## Exercise instructions
[a] From the electric vehicle guide below, reproduce the passage starting at "Despite many strengths, EVs" and ending at "EVs are available.".
[b] In the electric vehicle guide below, rewrite the paragraph beginning "For long-term storage aim for 20–80%" as a short list that keeps its main facts.

## Selected text
____________
Learn the basics to understand and use an electric vehicle.

Interested in EVs and want to learn more? This guide covers the key topics so you can understand everything. We’ll cover:

- Advantages
- Drawbacks
- Understanding the battery
- Understanding charging
- Long-distance trips
- EV maintenance

Advantages of electric cars

EVs have many benefits: comfortable, quiet, with instant torque.

For daily use (about 90% of your km), energy costs are roughly 4× cheaper. With home charging, expect €2–3 / 100 km vs €10–12 / 100 km for ICE cars.

Maintenance is cheaper too: no oil changes, no spark plugs, etc.

Drawbacks of electric cars

Despite many strengths, EVs also have constraints.

New EVs are often more expensive than equivalent ICE cars.

The used market is growing: more affordable EVs are available.

On long trips, EVs require longer breaks. In practice, you’ll stop every 2–3 hours for 20–30 minutes on average.

Use the stop to eat or grab a coffee — that’s “opportunity charging.”

Understanding the battery

The battery powers the motor. Capacity is measured in kWh (kilowatt-hour) — a quantity of energy. E.g., 60 kWh = 60 kW for 1 h (or 120 kW for 30 min).

Don’t confuse with kW (instant power). A 2 kW coffee machine running 30 min uses 1 kWh.

In winter, cold temporarily reduces usable capacity and slows fast charging. As the temperature rises, capacity and charging speed return to normal.

For long-term storage aim for 20–80%. In daily use, you can charge to 100% (if you drive within 1–2 days) and go below 20% (if you recharge within hours).

With LFP chemistry, charging to 100% is fine even long-term.
____________
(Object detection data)

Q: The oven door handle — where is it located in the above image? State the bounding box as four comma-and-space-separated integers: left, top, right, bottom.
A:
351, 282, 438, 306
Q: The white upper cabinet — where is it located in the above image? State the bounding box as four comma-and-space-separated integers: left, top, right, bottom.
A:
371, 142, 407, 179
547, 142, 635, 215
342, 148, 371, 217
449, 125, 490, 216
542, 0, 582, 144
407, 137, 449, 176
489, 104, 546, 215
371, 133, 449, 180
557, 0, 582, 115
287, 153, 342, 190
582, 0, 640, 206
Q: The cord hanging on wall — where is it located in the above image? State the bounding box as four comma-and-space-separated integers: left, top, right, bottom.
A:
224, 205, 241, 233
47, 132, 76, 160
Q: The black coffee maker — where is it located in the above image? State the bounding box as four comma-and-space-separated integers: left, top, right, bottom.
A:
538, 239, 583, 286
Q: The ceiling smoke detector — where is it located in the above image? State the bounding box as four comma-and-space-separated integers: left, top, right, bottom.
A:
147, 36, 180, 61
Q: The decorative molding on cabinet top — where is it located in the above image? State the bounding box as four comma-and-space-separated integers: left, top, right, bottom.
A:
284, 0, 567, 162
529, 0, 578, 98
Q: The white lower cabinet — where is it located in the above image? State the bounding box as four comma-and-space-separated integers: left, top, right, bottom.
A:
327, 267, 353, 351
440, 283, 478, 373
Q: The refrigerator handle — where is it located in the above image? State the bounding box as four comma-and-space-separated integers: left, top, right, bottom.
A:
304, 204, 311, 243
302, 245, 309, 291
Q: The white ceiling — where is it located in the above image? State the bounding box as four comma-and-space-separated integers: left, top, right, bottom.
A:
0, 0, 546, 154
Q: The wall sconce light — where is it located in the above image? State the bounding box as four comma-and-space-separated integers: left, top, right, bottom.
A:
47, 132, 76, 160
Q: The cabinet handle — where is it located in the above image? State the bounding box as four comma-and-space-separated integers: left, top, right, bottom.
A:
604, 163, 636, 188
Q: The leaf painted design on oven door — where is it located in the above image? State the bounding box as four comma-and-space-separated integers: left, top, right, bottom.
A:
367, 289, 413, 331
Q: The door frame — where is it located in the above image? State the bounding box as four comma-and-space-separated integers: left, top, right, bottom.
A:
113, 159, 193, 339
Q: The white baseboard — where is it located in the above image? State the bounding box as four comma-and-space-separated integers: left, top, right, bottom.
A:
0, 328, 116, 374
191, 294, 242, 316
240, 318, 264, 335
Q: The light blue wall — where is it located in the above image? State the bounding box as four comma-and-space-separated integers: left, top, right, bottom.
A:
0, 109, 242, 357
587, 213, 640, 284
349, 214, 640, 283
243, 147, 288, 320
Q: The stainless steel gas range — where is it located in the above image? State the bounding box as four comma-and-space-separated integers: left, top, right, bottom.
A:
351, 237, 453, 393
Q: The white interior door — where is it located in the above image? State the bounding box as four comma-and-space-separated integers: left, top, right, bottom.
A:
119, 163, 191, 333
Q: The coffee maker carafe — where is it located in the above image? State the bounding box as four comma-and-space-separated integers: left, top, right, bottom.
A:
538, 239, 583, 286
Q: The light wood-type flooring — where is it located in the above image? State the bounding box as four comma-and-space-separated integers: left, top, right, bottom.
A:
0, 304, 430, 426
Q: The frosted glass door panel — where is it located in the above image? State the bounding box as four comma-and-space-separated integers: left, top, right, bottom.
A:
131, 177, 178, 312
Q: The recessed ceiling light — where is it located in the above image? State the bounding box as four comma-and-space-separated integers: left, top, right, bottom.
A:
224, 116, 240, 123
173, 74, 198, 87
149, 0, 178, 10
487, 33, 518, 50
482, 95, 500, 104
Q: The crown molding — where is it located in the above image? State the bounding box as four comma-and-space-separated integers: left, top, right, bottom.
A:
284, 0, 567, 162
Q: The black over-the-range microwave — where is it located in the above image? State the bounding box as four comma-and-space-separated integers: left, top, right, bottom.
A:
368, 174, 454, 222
____________
## Replies
[a]
Despite many strengths, EVs also have constraints.

New EVs are often more expensive than equivalent ICE cars.

The used market is growing: more affordable EVs are available.

[b]
- Long-term storage: keep the charge between 20% and 80%.
- Daily use: charging to 100% is fine if you drive within 1–2 days.
- Daily use: going below 20% is fine if you recharge within hours.